▶ _What you should do_
When a line of the records below contains the string "orange", copy that whole line.

[Saved data entries]
───
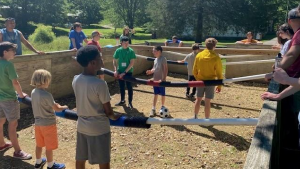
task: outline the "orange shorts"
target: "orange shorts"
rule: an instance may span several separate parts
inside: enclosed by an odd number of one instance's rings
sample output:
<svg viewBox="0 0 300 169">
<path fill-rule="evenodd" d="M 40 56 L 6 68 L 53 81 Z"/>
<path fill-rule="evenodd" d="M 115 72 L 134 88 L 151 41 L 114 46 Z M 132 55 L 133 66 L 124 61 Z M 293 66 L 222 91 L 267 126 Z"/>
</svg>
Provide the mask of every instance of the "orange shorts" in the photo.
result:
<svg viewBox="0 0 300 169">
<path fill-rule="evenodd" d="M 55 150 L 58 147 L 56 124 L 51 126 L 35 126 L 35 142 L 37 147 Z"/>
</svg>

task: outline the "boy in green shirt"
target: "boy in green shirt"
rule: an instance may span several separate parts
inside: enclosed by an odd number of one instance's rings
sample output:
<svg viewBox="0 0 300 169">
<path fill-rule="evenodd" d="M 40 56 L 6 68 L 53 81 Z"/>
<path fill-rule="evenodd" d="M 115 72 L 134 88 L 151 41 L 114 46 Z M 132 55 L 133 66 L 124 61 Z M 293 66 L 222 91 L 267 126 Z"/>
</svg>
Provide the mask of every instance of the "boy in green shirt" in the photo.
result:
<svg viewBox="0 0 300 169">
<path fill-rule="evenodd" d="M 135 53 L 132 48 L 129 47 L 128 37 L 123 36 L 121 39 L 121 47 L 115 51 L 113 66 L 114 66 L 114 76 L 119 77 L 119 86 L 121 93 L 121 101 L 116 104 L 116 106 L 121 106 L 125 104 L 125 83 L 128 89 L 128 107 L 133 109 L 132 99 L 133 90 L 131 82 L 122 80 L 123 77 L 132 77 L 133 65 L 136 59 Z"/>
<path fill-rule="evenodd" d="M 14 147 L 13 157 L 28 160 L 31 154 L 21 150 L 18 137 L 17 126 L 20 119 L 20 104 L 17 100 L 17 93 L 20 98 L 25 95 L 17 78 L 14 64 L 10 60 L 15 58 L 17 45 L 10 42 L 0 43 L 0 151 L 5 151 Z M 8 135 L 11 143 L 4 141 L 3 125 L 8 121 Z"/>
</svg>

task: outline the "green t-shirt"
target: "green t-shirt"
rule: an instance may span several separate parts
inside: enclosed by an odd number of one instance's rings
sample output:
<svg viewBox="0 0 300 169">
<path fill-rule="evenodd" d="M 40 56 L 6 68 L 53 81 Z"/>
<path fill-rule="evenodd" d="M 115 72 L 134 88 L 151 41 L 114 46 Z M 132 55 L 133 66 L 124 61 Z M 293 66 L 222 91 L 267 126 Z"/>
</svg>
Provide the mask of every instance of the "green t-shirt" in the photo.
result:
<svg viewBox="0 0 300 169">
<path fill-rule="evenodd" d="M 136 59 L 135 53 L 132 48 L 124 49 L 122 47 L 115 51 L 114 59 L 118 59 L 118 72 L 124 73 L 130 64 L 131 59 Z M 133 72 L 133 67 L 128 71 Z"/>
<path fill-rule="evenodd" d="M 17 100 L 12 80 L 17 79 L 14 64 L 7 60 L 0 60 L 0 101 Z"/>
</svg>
───
▶ _Response box_
task: outline the "orange shorts"
target: "orange shorts"
Provide the mask of every instance of the "orange shorts" in the photo.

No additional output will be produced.